* **Quoted passage**:

If you read through, you’ll find that none of the named ‘brothers’ were sons of Mary.
If you read the story of Abraham in the book of Genesis, you will hear Abraham refer to his nephew Lot as his brother. Yet he is his nephew.
The earliest extent gospels were likely written in 1st century Aramaic. That language then had a much more fluid understanding of terms like brother, sister, kinsman, etc. Often a person would be called a brother or a kinsman and not be even remotely related, but there would be a kinship ‘bond’.
Now here is the kicker for you. In Scripture we have the following passage: Acts 1: [12] Then they returned to Jerusalem from the mount that is called Olivet, which is nigh Jerusalem, within a sabbath day’s journey. [13] And when they were come in, they went up into an upper room, where abode Peter and John, James and Andrew, Philip and Thomas, Bartholomew and Matthew, James of Alpheus, and Simon Zelotes, and Jude the brother of James. [14] All these were persevering with one mind in prayer with the women, and Mary the mother of Jesus, and with his brethren. [15] In those days Peter rising up in the midst of the brethren, said: (now the number of persons together was about an hundred and twenty
Are all these 120 people brothers of Jesus? But Scripture
says, Mary the mother of Jesus, ‘and his brethren’. Note that it doesn’t say, “Mary, mother of Jesus and his 120 brothers”; it says, "Mary the Mother of Jesus. . .then there is a ‘break, "and his brethren.’ 120 of them more or less.
Scripture also notes in Luke that when Jesus was lost in the temple at age 12, Mary and Joseph returned to search for Him. Alone. Not “Mary, Joseph, and Jesus’ brothers and sisters returned to search for Him”.
And Scripture records that Jesus began His ministry at about age 30. From that point there is no mention of Joseph, who had presumably died.
So Mary would have had to get pregnant starting when Jesus was 12, finishing when He was thirty, and give birth to 120 brothers (and obviously a few ‘sisters’ as they were mentioned) in a total of 18 years.
The oldest of Jesus’ ‘brethren’ by this ‘logic’ would have been 21 at BEST, and some of his brethren as young as 2, assuming a posthumous birth 9 months after Joseph’s death. . .
Still with a bar mitzvah at 13, there would have been a crowd of 13 to 21 year old men by this passage. And attending with the apostles, so a ‘part’ of those who followed Jesus.
So why did Jesus assign His (and presumably ‘their’) mother to ST. JOHN who was not related?
Out of fear that his brothers would be killed? Um, wasn’t St. John, who was older and had been more involved in ministry, an even BIGGER target?
The whole ‘brothers and sisters of Jesus’ simply does not make sense. The idea that He had uterine siblings was never even considered in Christian teaching until around 500 years ago when some arrogant soul read ‘brothers’ and assumed it meant ‘uterine’ and tried to yank and twist Christianity to reflect that teaching.

(Collection entries)
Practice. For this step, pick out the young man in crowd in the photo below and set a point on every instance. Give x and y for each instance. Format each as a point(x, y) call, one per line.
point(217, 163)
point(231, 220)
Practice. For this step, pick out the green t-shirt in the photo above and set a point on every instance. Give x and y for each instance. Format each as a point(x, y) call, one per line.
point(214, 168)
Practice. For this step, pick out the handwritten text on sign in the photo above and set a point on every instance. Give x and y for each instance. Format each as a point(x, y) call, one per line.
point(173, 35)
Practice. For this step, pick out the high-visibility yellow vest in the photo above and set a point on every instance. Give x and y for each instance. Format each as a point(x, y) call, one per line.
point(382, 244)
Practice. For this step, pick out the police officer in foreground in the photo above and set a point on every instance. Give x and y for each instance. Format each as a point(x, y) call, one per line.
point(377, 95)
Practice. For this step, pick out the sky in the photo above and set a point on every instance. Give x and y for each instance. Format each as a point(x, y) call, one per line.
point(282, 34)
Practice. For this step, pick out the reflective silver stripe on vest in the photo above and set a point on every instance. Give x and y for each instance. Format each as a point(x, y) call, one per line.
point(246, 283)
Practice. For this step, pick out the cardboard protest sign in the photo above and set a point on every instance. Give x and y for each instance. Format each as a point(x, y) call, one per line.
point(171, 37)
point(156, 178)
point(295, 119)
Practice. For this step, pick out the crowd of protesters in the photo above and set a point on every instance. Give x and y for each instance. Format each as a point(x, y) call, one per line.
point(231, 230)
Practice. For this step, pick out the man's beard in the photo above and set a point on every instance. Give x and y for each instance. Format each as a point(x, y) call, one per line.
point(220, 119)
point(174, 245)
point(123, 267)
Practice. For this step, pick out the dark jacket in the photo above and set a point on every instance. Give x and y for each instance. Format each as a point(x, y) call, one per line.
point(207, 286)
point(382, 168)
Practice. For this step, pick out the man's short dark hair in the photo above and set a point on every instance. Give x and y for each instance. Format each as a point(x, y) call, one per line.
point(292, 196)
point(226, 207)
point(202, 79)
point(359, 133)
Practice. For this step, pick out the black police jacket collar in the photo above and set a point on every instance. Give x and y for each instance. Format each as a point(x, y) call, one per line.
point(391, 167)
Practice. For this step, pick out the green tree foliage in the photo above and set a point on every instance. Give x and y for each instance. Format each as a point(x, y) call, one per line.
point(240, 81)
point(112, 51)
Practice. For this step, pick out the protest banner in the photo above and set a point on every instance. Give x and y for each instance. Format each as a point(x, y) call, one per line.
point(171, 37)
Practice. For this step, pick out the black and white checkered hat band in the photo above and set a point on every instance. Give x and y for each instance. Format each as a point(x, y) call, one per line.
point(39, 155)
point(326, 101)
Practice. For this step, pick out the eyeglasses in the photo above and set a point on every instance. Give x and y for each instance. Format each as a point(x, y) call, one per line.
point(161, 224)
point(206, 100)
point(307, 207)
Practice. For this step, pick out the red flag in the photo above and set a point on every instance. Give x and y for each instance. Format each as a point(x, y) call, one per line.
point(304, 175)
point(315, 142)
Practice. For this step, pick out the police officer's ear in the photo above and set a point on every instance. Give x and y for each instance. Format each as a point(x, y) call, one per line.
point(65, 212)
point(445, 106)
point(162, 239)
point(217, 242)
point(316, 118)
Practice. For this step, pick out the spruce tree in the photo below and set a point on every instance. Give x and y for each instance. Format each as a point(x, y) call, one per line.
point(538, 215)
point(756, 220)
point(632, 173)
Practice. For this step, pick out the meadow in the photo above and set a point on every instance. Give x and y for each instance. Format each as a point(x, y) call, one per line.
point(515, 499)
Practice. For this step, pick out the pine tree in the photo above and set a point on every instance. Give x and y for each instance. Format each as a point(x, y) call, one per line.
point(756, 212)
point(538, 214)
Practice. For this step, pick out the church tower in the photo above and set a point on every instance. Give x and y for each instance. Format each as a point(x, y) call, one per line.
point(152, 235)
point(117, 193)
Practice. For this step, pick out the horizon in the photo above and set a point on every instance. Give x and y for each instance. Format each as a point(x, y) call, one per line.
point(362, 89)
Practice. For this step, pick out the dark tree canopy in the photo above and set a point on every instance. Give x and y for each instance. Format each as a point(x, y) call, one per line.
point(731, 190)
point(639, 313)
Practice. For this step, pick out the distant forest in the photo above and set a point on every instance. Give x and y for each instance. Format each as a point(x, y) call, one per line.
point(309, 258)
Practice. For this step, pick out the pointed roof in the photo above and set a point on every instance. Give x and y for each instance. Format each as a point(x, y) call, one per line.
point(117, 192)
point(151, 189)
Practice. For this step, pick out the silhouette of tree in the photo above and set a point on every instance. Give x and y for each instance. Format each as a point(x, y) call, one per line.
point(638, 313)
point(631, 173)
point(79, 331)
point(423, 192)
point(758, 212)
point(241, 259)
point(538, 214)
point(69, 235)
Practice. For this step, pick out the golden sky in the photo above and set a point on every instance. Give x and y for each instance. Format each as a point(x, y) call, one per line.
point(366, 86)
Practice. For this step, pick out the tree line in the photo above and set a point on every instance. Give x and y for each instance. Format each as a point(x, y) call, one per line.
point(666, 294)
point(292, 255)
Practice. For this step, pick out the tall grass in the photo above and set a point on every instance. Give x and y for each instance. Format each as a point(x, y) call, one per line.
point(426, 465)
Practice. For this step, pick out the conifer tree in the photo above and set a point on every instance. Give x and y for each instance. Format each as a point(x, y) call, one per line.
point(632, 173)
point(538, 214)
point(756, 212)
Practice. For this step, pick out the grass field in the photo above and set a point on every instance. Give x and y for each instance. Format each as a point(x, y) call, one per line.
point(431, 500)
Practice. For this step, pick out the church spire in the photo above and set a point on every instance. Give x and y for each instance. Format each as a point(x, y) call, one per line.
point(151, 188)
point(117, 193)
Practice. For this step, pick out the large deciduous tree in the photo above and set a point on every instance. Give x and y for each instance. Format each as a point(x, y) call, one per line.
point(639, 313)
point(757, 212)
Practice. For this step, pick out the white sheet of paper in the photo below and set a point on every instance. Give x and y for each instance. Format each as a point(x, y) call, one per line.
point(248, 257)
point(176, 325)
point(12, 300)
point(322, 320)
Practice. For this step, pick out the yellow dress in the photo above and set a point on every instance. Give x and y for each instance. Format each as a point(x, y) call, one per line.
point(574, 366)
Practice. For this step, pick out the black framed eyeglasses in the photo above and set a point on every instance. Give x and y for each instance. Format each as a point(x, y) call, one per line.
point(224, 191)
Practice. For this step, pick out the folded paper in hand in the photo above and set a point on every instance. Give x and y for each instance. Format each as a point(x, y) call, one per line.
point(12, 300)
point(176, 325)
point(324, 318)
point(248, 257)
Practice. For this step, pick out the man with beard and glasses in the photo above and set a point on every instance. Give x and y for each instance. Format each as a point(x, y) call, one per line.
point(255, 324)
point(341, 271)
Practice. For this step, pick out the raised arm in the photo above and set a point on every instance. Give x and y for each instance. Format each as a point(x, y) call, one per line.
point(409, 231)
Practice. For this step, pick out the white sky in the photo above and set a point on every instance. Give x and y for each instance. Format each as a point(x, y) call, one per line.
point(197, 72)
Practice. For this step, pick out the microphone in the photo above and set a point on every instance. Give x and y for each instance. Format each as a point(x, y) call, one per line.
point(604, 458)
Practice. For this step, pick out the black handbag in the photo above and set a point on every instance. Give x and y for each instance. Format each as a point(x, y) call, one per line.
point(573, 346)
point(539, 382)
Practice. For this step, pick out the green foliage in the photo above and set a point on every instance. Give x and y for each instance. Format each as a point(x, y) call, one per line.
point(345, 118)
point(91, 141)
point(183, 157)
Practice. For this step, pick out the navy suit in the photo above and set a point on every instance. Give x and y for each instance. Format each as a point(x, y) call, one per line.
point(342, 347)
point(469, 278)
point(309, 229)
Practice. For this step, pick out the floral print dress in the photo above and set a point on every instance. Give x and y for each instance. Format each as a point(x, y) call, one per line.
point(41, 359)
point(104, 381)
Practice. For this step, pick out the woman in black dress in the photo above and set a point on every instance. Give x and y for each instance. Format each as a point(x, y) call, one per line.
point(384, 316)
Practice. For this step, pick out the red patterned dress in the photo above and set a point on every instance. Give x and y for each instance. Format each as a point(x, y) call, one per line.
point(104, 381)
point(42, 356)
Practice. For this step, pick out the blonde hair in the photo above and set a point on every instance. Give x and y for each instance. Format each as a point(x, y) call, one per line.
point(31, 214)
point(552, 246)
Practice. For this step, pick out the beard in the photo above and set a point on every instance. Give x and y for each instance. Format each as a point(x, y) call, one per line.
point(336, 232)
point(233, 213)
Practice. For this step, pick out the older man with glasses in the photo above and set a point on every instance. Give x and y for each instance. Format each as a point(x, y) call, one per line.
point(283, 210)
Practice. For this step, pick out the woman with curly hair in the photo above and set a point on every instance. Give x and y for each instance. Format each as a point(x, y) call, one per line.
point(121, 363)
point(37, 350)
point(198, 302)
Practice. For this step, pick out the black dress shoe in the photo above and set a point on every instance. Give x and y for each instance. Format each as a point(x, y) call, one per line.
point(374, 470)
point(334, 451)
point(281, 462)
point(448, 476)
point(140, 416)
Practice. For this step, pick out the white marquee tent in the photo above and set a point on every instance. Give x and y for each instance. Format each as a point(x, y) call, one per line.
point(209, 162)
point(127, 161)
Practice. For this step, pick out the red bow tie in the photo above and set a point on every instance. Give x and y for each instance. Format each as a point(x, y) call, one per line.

* **What the task requires**:
Rewrite the passage about the brothers of Jesus between "So Mary would" and "who followed Jesus.", inclusive, substituting "group" for "crowd".

* **Final answer**:
So Mary would have had to get pregnant starting when Jesus was 12, finishing when He was thirty, and give birth to 120 brothers (and obviously a few ‘sisters’ as they were mentioned) in a total of 18 years.
The oldest of Jesus’ ‘brethren’ by this ‘logic’ would have been 21 at BEST, and some of his brethren as young as 2, assuming a posthumous birth 9 months after Joseph’s death. . .
Still with a bar mitzvah at 13, there would have been a group of 13 to 21 year old men by this passage. And attending with the apostles, so a ‘part’ of those who followed Jesus.